## Document extract
- - - - -
Written by Milaad Hashmi, a peer educator on the Food Team!
I’m naturally a very skeptical person. Now when it comes to food (that thing that changes our brain and our health, that base ingredient that not only gives us energy but contains invaluable resources our genes need to function), that skepticism is ratcheted up tenfold. Take a sojourn around the Internet or, if you’re lucky enough, to your local book store, and you will find a cacophony of bloggers and pseudo-scientists promoting slow-carb, juice based, phytochemical-rich, and gluten-poor diets.
Now, some of these suggestions undoubtedly have some merit for some people, but the point is there remains a yawning chasm between pop-science and truth. The very fact that there are so many books written about the ‘perfect diet’ every year is evidence that no one really knows what they’re talking about; people aren’t writing books about the formation of rainbows because we understand it!
With these disclaimers in mind, I want you to try something: the next time you sit down for a meal, turn off your phone or any other potential distraction and just focus. Focus on the food, on its texture and flavor, on the sound it makes when it enters your mouth. I want you to concentrate on every morsel, every chew and every burst of flavor. Continue this practice for the duration of the meal without letting your mind wander, or without allowing those wanderings to capture your attention for too long. This is mindful eating.
It has its roots in Buddhism, and other contemplative traditions, and consists of merely paying attention to what you’re eating while you’re eating-every sensation, good and bad, without commentary. In today’s age, it can be quite the challenge to resist instagramming, pinning, or tweeting about any edible object that happens to come within arms reach. As a generation, we millennials, in particular, often deny ourselves the enjoyment of eating in order to ensure everyone else knows how much we’re enjoying ourselves.
As a cure to this broader cultural malaise, mindfulness meditation has proved rather effective. Studies in many a reputable physiological journal, from the Harvard School of Public Health to the Food and Brand Lab at Cornell University have attested to its benefits. According to experts, meditation reduces stress and anxiety, improves creativity and focus, and can even foster more meaningful relationships. When applied to eating, mindfulness can improve digestion (which of course starts at the mouth), increase your enjoyment of food and, most importantly, make you eat less- that is, mindfulness will have you satisfied with less.
Most people have a reasonably good idea of what they should and should not be eating. If it’s processed, contains ingredients that sound more like characters in Star Wars, and is made in China, it’s probably best to avoid it. The problem then can only be that we neglect to make prudent dietary choices because we’re just not paying attention. Mindful eating, in other words, is not a diet, but a call to reorient the way we look at food. By eating more slowly and savoring each and every bite, we experience food more intensely, and the hope is that intensity of feeling will lead us to criticize what it is we put in our bodies in the first place.
Now if you’re the kind of person who isn’t swayed by rhetoric, than a good place to put this whole topic of mindful eating to the test is during Embark’s 3rd annual Food Education Days, which runs from March 15-17. The theme for this year’s event is "Food of the Future", which is a call for us all to think about what, why, and how we eat, and how those patterns should change in the future. Attendees will get a taste of the future of food with a planned market days, a Lunch N Learn session, and a film screening. Of particular relevance, the activities will provide a nice opportunity for us all to exercise our contemplative muscles, and fully experience the connection between body and mind. See you there!
- - - - -
## What the task requires
In the mindful eating post, what is the theme of this year's Food Education Days? The material that follows has nothing to do with the mindful eating post.

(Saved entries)
- - - - -
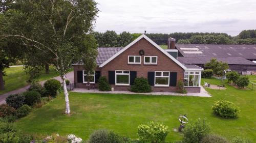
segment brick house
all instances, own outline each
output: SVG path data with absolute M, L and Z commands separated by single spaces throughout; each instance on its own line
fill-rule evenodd
M 98 47 L 97 67 L 90 84 L 97 88 L 100 76 L 105 76 L 114 90 L 127 91 L 135 78 L 147 79 L 154 92 L 175 92 L 179 81 L 188 92 L 200 92 L 201 72 L 197 66 L 184 65 L 177 60 L 175 40 L 168 39 L 168 48 L 163 49 L 142 35 L 124 48 Z M 87 75 L 82 63 L 73 65 L 76 88 L 86 88 Z

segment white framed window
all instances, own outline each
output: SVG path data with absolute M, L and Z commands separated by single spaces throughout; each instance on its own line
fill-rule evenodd
M 144 56 L 144 64 L 145 65 L 157 65 L 157 56 Z
M 129 55 L 128 56 L 128 64 L 141 64 L 141 56 Z
M 200 85 L 201 72 L 185 71 L 184 76 L 184 86 L 199 87 Z
M 116 71 L 116 85 L 130 85 L 130 71 Z
M 155 86 L 169 87 L 170 72 L 155 72 Z
M 90 74 L 88 73 L 87 71 L 83 70 L 82 71 L 82 82 L 84 83 L 87 83 L 88 82 L 88 76 L 90 77 L 90 83 L 95 83 L 95 72 L 93 72 L 93 74 Z

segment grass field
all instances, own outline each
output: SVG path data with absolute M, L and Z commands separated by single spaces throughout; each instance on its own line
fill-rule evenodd
M 204 81 L 218 84 L 214 78 Z M 173 130 L 178 128 L 178 117 L 186 114 L 189 121 L 206 118 L 212 133 L 231 139 L 240 136 L 256 140 L 256 90 L 241 90 L 226 84 L 225 90 L 206 90 L 212 97 L 145 96 L 138 95 L 86 94 L 70 92 L 72 115 L 67 116 L 62 94 L 41 108 L 15 122 L 25 132 L 61 135 L 75 134 L 83 139 L 96 130 L 108 129 L 122 135 L 135 138 L 137 127 L 150 121 L 162 122 L 169 127 L 167 140 L 182 138 Z M 236 119 L 224 119 L 212 114 L 214 102 L 225 100 L 233 102 L 241 110 Z
M 29 76 L 26 74 L 23 67 L 12 67 L 5 70 L 6 76 L 4 76 L 5 81 L 5 90 L 0 91 L 0 95 L 18 89 L 28 84 L 27 80 Z M 52 67 L 50 67 L 50 74 L 45 74 L 42 71 L 41 75 L 37 79 L 42 81 L 58 76 L 58 73 Z

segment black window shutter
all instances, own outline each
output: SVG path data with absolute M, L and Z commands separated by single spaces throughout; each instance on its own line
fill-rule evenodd
M 100 77 L 100 71 L 95 71 L 95 83 L 98 83 L 98 81 L 99 80 L 99 78 Z
M 115 71 L 109 71 L 109 83 L 110 84 L 115 84 L 116 83 L 116 75 Z
M 177 72 L 170 72 L 170 86 L 176 87 Z
M 147 72 L 147 80 L 151 85 L 155 85 L 155 72 Z
M 137 77 L 137 71 L 130 72 L 130 84 L 132 85 L 134 83 L 134 80 Z
M 77 71 L 77 82 L 82 83 L 82 71 Z

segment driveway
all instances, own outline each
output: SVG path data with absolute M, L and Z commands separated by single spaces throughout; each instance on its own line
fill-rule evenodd
M 66 76 L 67 78 L 69 79 L 71 82 L 74 82 L 74 72 L 72 71 L 67 73 Z M 59 76 L 53 77 L 52 78 L 56 79 L 59 80 L 59 81 L 61 82 L 61 78 Z M 42 81 L 39 82 L 39 83 L 41 85 L 43 85 L 44 83 L 46 82 L 46 80 Z M 29 88 L 29 86 L 30 85 L 29 85 L 25 87 L 23 87 L 22 88 L 20 88 L 19 89 L 12 91 L 11 92 L 5 93 L 4 94 L 0 95 L 0 105 L 5 103 L 5 99 L 7 98 L 7 97 L 8 97 L 9 95 L 24 92 Z

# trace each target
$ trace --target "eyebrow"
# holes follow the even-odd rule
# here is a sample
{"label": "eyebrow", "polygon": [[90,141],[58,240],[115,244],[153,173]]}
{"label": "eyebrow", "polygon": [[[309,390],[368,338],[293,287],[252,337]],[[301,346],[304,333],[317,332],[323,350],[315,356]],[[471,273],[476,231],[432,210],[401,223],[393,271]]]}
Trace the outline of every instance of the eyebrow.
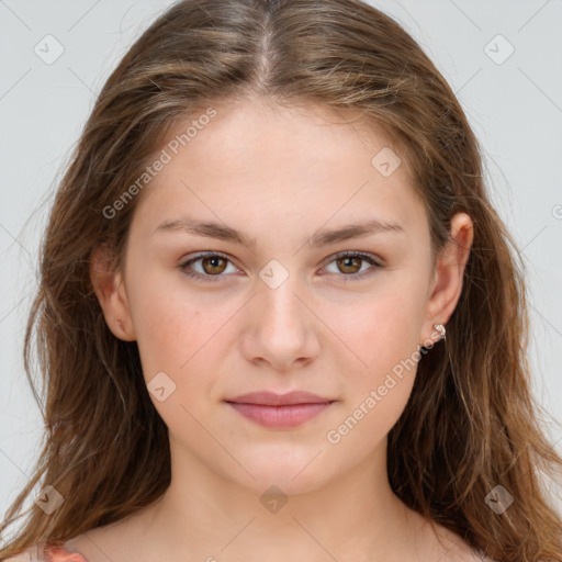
- - - - -
## Output of the task
"Food of the Future"